#### Material for the task

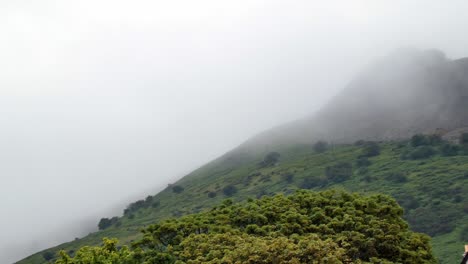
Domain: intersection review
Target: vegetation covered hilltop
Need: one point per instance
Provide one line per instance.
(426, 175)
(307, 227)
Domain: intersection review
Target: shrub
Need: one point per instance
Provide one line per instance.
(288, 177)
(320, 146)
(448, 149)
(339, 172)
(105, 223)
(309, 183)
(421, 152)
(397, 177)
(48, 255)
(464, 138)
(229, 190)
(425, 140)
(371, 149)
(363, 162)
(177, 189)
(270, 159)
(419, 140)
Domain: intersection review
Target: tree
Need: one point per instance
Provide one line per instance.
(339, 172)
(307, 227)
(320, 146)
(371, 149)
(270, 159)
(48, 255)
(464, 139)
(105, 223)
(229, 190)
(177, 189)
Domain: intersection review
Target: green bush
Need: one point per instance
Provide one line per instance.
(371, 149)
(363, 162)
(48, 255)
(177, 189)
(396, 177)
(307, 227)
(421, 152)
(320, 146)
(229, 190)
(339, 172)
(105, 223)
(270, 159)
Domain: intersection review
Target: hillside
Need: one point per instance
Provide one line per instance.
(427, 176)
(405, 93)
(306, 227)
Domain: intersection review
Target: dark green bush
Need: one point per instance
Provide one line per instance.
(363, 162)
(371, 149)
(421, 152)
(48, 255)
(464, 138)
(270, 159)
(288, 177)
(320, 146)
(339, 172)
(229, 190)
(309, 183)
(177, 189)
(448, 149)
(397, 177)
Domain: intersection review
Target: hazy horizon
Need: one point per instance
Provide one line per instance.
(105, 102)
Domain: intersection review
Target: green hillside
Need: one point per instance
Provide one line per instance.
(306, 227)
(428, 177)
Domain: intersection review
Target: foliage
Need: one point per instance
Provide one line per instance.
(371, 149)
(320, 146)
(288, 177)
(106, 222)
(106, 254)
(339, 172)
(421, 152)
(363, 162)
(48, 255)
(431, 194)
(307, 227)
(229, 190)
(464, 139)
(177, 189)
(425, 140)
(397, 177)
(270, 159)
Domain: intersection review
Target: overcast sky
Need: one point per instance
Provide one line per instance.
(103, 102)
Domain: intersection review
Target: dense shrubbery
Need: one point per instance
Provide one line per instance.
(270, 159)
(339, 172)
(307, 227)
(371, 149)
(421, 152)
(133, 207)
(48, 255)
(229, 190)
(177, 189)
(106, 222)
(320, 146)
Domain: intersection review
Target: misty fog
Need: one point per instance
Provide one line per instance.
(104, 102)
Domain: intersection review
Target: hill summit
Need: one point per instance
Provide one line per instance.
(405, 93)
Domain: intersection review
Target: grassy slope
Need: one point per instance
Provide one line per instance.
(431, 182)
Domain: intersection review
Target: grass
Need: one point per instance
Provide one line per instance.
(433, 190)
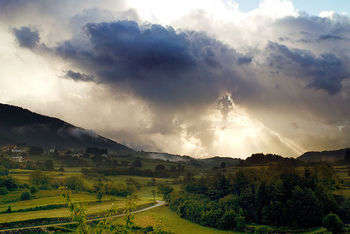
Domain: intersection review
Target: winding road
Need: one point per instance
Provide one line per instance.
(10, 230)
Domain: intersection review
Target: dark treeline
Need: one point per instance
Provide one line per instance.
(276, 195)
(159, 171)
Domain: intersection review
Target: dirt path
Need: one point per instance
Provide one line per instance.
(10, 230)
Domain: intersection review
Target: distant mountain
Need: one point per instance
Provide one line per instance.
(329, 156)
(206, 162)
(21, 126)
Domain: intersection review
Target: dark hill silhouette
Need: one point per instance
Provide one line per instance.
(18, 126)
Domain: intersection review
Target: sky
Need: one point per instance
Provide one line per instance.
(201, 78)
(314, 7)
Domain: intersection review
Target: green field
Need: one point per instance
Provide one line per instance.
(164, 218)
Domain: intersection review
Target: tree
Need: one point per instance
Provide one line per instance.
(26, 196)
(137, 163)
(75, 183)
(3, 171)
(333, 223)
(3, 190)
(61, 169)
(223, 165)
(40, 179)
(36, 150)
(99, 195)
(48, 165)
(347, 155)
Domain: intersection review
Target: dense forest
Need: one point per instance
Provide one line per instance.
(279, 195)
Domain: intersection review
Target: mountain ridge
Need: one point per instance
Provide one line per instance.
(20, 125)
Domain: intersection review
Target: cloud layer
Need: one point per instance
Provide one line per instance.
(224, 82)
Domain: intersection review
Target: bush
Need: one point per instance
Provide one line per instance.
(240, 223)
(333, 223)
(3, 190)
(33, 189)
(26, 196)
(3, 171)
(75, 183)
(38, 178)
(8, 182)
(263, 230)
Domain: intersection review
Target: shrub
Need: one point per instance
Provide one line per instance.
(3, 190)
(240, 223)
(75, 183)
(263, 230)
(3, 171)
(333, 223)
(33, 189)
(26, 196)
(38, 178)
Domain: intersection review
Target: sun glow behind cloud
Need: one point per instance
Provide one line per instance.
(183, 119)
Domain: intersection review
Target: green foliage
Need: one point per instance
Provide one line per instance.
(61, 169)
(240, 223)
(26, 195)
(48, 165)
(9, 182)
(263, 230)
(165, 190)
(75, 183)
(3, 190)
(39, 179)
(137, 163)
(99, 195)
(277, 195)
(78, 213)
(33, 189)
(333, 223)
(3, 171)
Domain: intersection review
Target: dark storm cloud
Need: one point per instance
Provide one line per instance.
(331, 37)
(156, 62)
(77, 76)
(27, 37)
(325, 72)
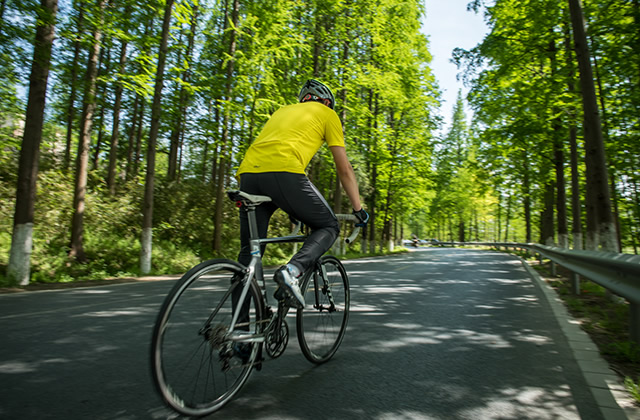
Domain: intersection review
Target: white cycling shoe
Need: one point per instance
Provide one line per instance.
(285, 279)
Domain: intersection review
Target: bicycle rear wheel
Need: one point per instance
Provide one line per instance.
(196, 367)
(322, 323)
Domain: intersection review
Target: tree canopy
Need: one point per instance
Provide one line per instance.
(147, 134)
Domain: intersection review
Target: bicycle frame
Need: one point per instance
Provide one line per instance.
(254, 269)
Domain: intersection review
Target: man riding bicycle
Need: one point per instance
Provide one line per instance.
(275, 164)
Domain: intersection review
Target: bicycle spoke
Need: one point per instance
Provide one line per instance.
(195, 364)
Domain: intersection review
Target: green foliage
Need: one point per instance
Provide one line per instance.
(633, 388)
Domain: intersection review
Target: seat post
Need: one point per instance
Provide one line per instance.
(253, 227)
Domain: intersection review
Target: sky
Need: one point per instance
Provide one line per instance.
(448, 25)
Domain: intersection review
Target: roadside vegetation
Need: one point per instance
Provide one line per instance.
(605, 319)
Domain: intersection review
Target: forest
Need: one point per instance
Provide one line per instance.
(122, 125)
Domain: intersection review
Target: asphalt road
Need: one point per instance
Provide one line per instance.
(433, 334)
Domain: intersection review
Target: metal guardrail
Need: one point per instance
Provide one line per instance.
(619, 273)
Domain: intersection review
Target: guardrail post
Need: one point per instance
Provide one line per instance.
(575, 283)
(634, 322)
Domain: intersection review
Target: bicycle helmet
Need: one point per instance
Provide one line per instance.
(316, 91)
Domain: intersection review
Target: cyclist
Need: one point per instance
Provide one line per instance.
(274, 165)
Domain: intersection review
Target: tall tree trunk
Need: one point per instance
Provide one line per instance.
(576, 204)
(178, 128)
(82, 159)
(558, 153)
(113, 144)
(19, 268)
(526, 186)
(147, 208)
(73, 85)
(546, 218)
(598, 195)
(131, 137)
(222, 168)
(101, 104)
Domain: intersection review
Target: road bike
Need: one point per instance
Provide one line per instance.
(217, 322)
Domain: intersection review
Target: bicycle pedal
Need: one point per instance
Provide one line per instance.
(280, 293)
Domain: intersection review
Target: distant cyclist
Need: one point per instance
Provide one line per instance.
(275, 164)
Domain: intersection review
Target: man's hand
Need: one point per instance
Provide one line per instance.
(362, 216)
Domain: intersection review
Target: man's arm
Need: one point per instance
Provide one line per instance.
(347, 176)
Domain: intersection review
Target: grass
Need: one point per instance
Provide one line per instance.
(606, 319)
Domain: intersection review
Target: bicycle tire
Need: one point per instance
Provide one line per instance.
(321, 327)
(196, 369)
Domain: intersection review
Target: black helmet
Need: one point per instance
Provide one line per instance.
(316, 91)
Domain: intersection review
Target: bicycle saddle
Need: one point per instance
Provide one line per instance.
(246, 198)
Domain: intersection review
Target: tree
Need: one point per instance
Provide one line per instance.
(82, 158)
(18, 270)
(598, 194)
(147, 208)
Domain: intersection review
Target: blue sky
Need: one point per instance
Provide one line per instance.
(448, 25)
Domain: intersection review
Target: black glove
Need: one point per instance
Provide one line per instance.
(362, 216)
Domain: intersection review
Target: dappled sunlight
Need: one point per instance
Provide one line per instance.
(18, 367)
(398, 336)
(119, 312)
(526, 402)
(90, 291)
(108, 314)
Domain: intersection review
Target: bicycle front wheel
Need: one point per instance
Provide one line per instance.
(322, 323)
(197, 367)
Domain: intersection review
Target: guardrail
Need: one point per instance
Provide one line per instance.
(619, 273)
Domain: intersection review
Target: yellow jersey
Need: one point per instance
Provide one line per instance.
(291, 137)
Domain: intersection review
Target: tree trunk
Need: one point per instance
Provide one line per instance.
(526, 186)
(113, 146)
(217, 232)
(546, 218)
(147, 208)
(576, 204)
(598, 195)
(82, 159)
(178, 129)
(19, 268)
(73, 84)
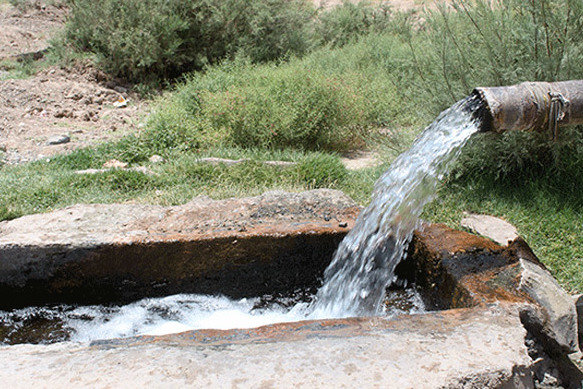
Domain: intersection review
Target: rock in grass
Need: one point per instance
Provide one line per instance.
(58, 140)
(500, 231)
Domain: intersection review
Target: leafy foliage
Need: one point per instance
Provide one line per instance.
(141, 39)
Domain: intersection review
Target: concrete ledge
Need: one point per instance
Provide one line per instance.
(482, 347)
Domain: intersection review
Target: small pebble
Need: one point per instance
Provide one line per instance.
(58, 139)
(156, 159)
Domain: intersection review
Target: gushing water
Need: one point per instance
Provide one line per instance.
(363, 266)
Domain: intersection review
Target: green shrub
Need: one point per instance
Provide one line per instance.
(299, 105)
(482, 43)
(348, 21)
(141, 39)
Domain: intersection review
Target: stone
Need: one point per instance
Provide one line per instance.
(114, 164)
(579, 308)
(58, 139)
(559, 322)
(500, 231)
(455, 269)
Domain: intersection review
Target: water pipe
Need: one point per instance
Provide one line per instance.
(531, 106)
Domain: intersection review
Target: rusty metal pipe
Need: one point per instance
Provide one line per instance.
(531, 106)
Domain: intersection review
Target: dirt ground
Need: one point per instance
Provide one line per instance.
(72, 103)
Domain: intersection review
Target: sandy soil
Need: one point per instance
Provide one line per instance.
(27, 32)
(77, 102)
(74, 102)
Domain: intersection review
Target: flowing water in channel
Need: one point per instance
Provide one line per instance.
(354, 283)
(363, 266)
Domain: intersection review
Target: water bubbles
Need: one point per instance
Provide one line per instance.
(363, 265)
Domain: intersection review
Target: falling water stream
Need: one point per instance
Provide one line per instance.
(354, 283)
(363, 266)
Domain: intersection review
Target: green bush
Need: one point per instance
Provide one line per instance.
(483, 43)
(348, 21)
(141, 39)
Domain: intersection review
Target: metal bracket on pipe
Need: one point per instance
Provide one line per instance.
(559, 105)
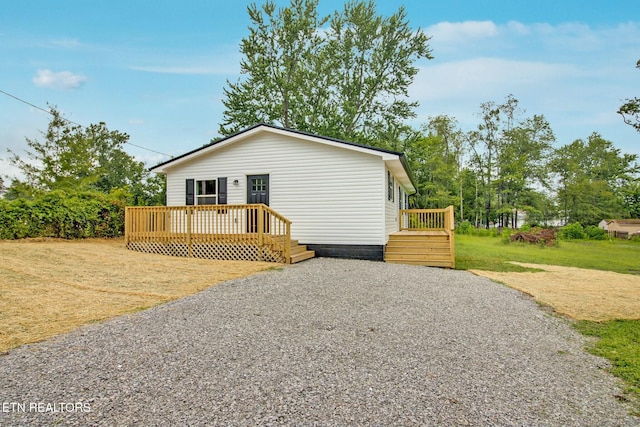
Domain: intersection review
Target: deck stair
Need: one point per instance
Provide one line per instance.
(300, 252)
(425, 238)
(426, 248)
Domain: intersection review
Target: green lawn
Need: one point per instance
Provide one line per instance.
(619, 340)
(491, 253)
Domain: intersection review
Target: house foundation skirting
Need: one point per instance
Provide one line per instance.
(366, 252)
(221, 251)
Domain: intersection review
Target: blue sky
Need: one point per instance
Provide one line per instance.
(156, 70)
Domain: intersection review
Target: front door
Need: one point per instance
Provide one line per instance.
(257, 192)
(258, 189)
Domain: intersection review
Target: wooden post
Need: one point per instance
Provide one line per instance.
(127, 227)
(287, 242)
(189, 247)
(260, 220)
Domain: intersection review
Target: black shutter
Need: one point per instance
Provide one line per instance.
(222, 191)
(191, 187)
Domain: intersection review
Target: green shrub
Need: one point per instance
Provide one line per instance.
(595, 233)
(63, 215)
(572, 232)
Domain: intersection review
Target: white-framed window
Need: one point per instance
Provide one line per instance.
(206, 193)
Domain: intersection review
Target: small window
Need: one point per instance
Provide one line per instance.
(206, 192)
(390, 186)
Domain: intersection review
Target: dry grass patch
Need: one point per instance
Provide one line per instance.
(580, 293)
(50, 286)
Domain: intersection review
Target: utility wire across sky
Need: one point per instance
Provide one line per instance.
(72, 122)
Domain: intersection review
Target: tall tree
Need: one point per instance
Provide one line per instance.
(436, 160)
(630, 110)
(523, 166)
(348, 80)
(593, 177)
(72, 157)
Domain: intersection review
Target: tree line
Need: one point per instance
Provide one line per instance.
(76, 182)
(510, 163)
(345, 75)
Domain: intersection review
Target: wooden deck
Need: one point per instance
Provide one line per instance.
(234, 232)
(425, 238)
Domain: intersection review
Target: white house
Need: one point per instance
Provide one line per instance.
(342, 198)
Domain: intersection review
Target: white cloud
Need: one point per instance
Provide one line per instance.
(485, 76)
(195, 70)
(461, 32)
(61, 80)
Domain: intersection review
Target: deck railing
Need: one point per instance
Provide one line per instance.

########

Task to complete -> Identify each line in the records above that contains the string "dense", and copy those lines.

Reply ->
Target: dense shrubbery
Target: dense forest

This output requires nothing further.